(Coordinate annotation listing)

>>>>

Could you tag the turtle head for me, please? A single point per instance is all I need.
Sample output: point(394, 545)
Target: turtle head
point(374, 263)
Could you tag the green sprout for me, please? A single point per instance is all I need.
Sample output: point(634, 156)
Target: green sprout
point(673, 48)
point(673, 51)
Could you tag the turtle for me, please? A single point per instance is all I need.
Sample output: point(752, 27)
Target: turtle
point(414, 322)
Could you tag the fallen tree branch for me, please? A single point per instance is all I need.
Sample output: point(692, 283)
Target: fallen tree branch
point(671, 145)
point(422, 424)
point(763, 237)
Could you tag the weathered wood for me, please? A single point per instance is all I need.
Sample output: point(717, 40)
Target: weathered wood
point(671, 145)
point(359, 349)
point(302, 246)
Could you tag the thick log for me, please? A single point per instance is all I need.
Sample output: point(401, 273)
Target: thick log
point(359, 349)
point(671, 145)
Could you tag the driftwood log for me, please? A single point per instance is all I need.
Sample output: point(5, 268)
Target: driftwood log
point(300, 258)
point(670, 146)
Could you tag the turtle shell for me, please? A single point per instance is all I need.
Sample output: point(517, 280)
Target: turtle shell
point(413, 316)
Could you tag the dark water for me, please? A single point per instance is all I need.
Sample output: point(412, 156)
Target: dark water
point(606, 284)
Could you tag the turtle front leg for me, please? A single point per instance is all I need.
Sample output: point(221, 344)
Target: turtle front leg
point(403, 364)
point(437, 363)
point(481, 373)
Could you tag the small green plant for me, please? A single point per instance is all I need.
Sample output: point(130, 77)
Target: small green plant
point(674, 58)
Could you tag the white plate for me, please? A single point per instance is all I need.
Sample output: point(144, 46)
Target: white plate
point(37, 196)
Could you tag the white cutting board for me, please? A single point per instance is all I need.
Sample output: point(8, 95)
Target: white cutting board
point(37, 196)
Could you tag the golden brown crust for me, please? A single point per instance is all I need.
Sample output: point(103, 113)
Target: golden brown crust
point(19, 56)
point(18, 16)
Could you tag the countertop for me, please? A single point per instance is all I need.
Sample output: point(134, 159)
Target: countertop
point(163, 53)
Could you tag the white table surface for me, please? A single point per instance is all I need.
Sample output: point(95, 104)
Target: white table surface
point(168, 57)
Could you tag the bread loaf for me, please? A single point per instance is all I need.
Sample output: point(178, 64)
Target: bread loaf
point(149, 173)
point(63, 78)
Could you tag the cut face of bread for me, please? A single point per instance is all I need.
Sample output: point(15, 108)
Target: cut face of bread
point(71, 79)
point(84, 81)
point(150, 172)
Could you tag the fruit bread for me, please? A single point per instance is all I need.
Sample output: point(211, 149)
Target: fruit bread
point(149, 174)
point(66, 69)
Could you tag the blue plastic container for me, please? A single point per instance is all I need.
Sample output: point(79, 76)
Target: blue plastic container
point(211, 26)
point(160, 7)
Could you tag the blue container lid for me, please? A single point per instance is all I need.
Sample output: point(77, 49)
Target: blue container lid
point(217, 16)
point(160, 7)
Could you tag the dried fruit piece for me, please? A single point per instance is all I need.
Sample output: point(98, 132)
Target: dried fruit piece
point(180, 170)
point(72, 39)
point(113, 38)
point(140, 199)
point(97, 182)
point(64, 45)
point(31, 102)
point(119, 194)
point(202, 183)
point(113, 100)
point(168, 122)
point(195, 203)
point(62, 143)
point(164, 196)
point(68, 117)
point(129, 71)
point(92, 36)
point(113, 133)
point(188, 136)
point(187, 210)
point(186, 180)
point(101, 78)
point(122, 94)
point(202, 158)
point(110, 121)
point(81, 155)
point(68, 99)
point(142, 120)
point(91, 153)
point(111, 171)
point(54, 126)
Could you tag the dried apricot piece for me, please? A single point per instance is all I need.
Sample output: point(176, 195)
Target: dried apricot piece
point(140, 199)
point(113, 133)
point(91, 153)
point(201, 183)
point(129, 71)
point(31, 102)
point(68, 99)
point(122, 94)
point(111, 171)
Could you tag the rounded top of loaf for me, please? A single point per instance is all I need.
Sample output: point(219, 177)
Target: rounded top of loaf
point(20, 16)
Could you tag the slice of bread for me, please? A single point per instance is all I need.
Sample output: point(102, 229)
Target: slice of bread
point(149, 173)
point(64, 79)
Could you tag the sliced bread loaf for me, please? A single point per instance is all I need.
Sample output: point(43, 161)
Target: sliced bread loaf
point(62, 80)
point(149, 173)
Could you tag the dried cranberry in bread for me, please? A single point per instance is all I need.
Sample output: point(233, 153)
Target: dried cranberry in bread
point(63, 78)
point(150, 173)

<<<<

## Task brief
Reproduce every line of the listing above, keeping each character unchanged.

## Response to this exercise
Could you tag the turtle head for me, please? A single point per instance is all I need.
Sample output: point(394, 545)
Target: turtle head
point(374, 263)
Could you tag the green sprout for me, please? A single point per instance is all I need.
Sample output: point(634, 156)
Target: green sprout
point(673, 48)
point(673, 51)
Could you tag the turtle for me, please? A single point per instance is all I need.
Sample output: point(752, 27)
Target: turtle
point(414, 322)
Could you tag the fallen tree branch for me, please? A single point per instance is all I need.
Sample output: point(692, 283)
Target: fallen tree branch
point(671, 145)
point(422, 424)
point(763, 237)
Could you tag the weathered wood for me, please? A single point per instance is all I need.
Sample output: point(717, 40)
Target: weathered wood
point(671, 145)
point(359, 349)
point(302, 246)
Could you tag the thick log for me, please? A single point per instance is all I need.
Sample output: point(401, 273)
Target: thick log
point(359, 349)
point(671, 145)
Could you tag the driftwood log for me, please? A single point per instance is all I need.
Sample output: point(5, 268)
Target: driftwood log
point(300, 258)
point(670, 146)
Could you tag the turtle shell for me, please? A single point per instance is all I need.
Sample output: point(517, 280)
Target: turtle shell
point(413, 316)
Could you tag the dark water for me, please? A single point per instance is all I need.
Sample output: point(412, 156)
Target: dark water
point(606, 284)
Could you tag the turtle front leg for me, please? A single point per instance is all I need.
Sample output: point(221, 344)
Target: turtle front leg
point(403, 364)
point(437, 363)
point(481, 373)
Could you tag the small green plant for me, please? A single point per instance is all I need.
Sample output: point(130, 77)
Target: small green plant
point(674, 58)
Could you tag the white plate for me, please? A single point per instance is all I need.
Sample output: point(144, 46)
Target: white plate
point(37, 196)
Could you tag the white cutting board for me, please? A single point per instance is all I need.
Sample output: point(8, 95)
Target: white cutting board
point(37, 196)
Could you tag the golden brown crust for me, please? A single point per instance is all I need.
Sample output: point(103, 113)
Target: golden brown crust
point(19, 56)
point(18, 16)
Could you tag the countertop for me, please? A single point per instance is all I need.
Sample output: point(134, 159)
Target: countertop
point(163, 53)
Could you tag the white table surface for me, please? A single point per instance is all I need.
Sample output: point(95, 104)
Target: white table surface
point(168, 57)
Could you tag the bread loaf for me, please? A single point per instance is all I need.
Sample output: point(178, 64)
Target: bread loaf
point(149, 173)
point(63, 78)
Could you tag the cut face of bread for me, please? A single point per instance is all I need.
Sample output: point(15, 108)
Target: cut face of bread
point(71, 79)
point(84, 81)
point(150, 172)
Could you tag the fruit bread for me, please? A single point per instance is all I need.
Sample output: point(211, 149)
Target: fruit bread
point(149, 174)
point(66, 69)
Could you tag the blue plastic container for me, please? A single point per instance is all I need.
Sample output: point(79, 76)
Target: blue plastic container
point(211, 26)
point(160, 7)
Could you tag the blue container lid for me, please? A single point per instance is all I need.
Sample output: point(77, 49)
Target: blue container lid
point(217, 16)
point(160, 7)
Could you tag the dried fruit piece for me, please? A single point per instance is all I need.
Sample output: point(98, 132)
Target: dried fruit piece
point(180, 170)
point(72, 39)
point(113, 38)
point(140, 199)
point(97, 182)
point(64, 45)
point(31, 102)
point(119, 194)
point(202, 183)
point(113, 100)
point(168, 122)
point(195, 203)
point(62, 143)
point(164, 196)
point(68, 117)
point(129, 71)
point(92, 36)
point(113, 133)
point(188, 136)
point(187, 210)
point(186, 180)
point(101, 78)
point(122, 94)
point(202, 158)
point(110, 121)
point(81, 155)
point(68, 99)
point(142, 120)
point(91, 153)
point(111, 171)
point(54, 126)
Could you tag the dried apricot piece for me, please? A single point per instance is all I need.
Sample output: point(176, 195)
Target: dried apricot piece
point(140, 199)
point(113, 133)
point(91, 153)
point(201, 183)
point(129, 71)
point(31, 102)
point(68, 99)
point(122, 94)
point(111, 171)
Could you tag the rounded top of loaf for me, please? A single point per instance is all I need.
Sample output: point(219, 177)
Target: rounded top of loaf
point(20, 16)
Could you tag the slice of bread for me, please? A single point per instance is all I need.
Sample output: point(102, 229)
Target: slice of bread
point(149, 173)
point(64, 79)
Could you tag the sliced bread loaf for me, please? A single point per instance is all I need.
Sample output: point(43, 161)
Target: sliced bread loaf
point(62, 80)
point(149, 173)
Could you tag the dried cranberry in bread for me, please? A single point per instance is all I need.
Sample output: point(233, 153)
Target: dried cranberry in bread
point(63, 78)
point(150, 173)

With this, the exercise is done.